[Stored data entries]
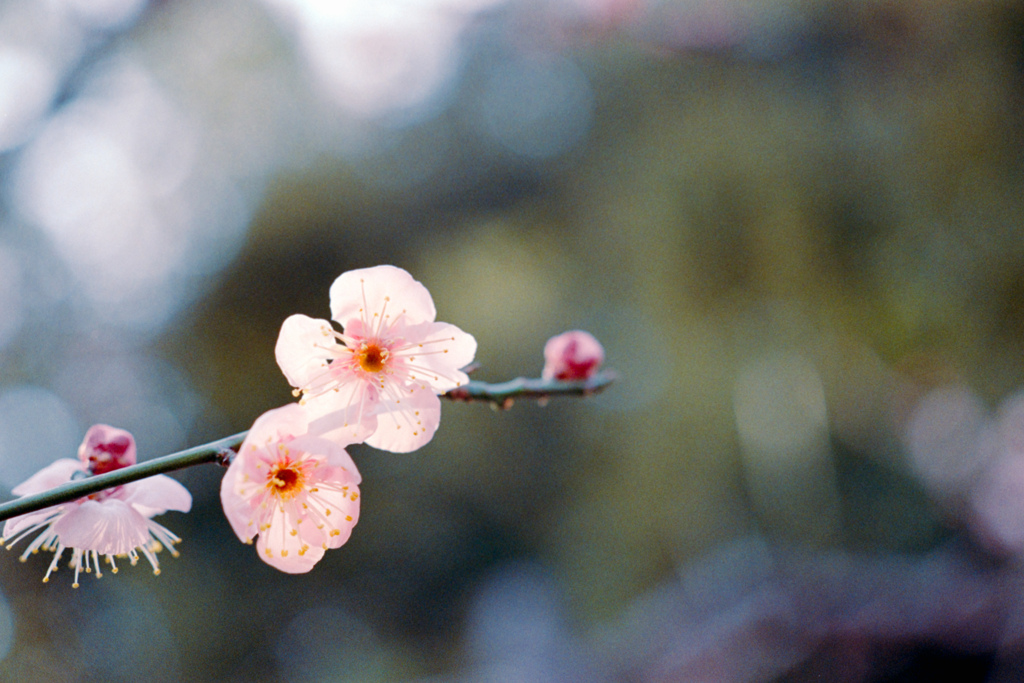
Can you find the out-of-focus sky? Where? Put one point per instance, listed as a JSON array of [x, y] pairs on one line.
[[795, 225]]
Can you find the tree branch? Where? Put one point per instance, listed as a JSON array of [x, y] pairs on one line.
[[222, 451]]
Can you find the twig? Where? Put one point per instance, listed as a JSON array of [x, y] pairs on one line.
[[222, 451]]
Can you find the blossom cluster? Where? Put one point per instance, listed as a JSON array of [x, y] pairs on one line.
[[292, 488]]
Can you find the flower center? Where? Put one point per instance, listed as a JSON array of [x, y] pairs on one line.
[[372, 357], [286, 480]]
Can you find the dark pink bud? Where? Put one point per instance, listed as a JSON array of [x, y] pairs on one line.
[[572, 355], [105, 449]]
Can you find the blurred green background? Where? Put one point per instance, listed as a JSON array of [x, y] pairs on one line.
[[795, 226]]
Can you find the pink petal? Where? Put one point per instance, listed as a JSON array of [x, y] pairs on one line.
[[54, 474], [105, 449], [439, 370], [156, 495], [298, 350], [109, 526], [572, 355], [348, 416], [285, 422], [336, 456], [356, 295], [15, 524], [407, 426], [344, 509], [281, 550], [238, 510]]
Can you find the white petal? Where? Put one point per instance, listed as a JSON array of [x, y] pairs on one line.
[[238, 509], [356, 295], [406, 426], [156, 495], [300, 351], [109, 526], [283, 551], [439, 351], [54, 474]]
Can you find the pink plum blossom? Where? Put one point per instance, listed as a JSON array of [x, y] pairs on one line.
[[105, 449], [112, 523], [379, 378], [572, 355], [297, 492]]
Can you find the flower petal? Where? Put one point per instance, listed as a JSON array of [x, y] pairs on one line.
[[336, 456], [54, 474], [110, 526], [406, 426], [299, 351], [358, 295], [348, 416], [283, 551], [237, 509], [437, 353], [156, 495]]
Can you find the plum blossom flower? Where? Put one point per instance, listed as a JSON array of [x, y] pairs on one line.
[[111, 523], [572, 355], [297, 492], [379, 378]]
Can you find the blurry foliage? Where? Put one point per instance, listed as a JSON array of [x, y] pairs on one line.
[[852, 197]]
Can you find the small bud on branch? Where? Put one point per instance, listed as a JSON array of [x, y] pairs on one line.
[[500, 394]]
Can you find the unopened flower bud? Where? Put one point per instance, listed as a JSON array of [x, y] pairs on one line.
[[105, 449], [572, 355]]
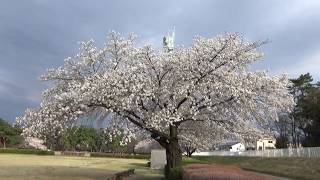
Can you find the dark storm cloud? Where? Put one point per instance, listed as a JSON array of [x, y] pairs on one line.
[[39, 34]]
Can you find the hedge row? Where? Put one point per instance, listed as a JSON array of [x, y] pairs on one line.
[[126, 156], [26, 151]]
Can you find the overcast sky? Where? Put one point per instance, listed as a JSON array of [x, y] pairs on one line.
[[39, 34]]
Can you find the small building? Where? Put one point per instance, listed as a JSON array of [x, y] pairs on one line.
[[232, 147], [266, 143]]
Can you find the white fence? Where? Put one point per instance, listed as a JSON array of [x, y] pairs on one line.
[[309, 152]]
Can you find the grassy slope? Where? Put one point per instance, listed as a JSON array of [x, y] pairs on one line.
[[13, 166], [297, 168]]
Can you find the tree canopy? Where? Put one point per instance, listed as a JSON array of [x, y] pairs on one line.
[[9, 135], [165, 94]]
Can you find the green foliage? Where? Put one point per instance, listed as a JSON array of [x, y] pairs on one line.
[[81, 138], [117, 155], [302, 126], [26, 151], [9, 135]]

▸ What is being asked:
This calls for an exact copy of all the entries above, with the pictures omitted.

▸ Answer box:
Can you find the out-of-focus sky? Where? Put one point per instance, listed as a JSON array of [x, y] pairs on one line.
[[795, 225]]
Can you find the tree branch? Where? Put one point per instance, listed as a JSON array of [x, y] pairs on one line.
[[222, 451]]
Can you find the twig? Where? Put one point per instance, listed as a JSON array of [x, y] pairs on one line.
[[222, 451]]
Can you find the blossom cluster? Where? Put one point per instance, listed as a JSON array of [x, y] pairs on one line.
[[292, 488]]
Can you find the flower center? Where? Put one point per instance, listed as a JSON array of [x, y] pairs on one line.
[[372, 357], [286, 480]]
Can you find the dark pink bud? Where? Put one point per instance, listed as a JSON array of [x, y] pairs on one line.
[[572, 355], [105, 449]]
Can you find the blurred green background? Where? Put one point per instance, listed as a JSON array of [x, y] pairs on one line.
[[795, 226]]
Can you find the pink petal? Where? Put one point per instance, listed as a JSON array of [x, y] pairs on one line.
[[54, 474], [105, 449], [439, 370], [156, 495], [298, 350], [109, 526], [572, 355], [348, 416], [285, 422], [336, 456], [356, 295], [15, 524], [407, 426], [344, 509], [281, 550], [238, 510]]
Can you find the white petal? Where? Put one point per instance, listed as a JSON array of [x, y] pairs on one line.
[[238, 509], [356, 295], [406, 426], [156, 495], [300, 351], [109, 526], [283, 551], [439, 351], [54, 474]]
Can you find the pink plum blossom? Where? Put one point per instance, listed as a JSON array of [x, y] pairs on one line.
[[105, 449], [112, 523], [379, 378], [572, 355], [297, 492]]
Can you find the flower petal? Where? Put one point per instance, listed as a JSON array of [x, y] pairs on one line.
[[336, 456], [54, 474], [110, 526], [406, 426], [299, 351], [358, 295], [348, 416], [283, 551], [237, 509], [437, 353], [156, 495]]
Can you find the plum blossom flower? Where? Put one point per instance, listed as a JSON array of [x, y] pairs on one line.
[[111, 523], [572, 355], [297, 492], [379, 378]]
Can you find the blurry foliage? Where? Put one point per instance, listed as a JSON array of [x, y] pairs on one line.
[[852, 197]]
Can you find the small bud on branch? Where? Put one point per instance, listed as a JSON array of [x, y] pairs on one line.
[[500, 394]]
Can you find the unopened flower bud? Where? Put one point per instance, listed as a JSON array of [x, y] pairs on one line.
[[105, 449], [572, 355]]
Can you find the dark storm cloud? Where? Put one point per instance, listed as a JSON array of [x, y] pairs on one line.
[[39, 34]]
Can you find the hedge row? Where? Put one point per instance, listed as a JSON array of [x, y] pairs on one line.
[[126, 156], [26, 151]]
Can you find the overcast sky? Where? Put one point per instance, listed as a JSON array of [x, y] pairs on one line.
[[39, 34]]
Can you find the small building? Where? Put one point per instance, listed as a JSON array of [x, y] pairs on one line.
[[232, 147], [266, 143]]
Can you find the white fence? Where? Put one point per instance, listed as a JSON array of [x, y] pairs on one line.
[[309, 152]]
Can you find the grassy slope? Where? Put one point per instance, listed as a JSON array of [x, y] pairs on one line.
[[13, 166], [297, 168]]
Can you find the tree canopy? Where? Put one point per instance, listed as a JSON array of [x, y] pairs on one line.
[[9, 135], [165, 94]]
Can you find the green foliage? Where? Put one point per instance, listed as a JSON array of [x, y] pairs on one line.
[[81, 138], [117, 155], [302, 126], [26, 151], [9, 135]]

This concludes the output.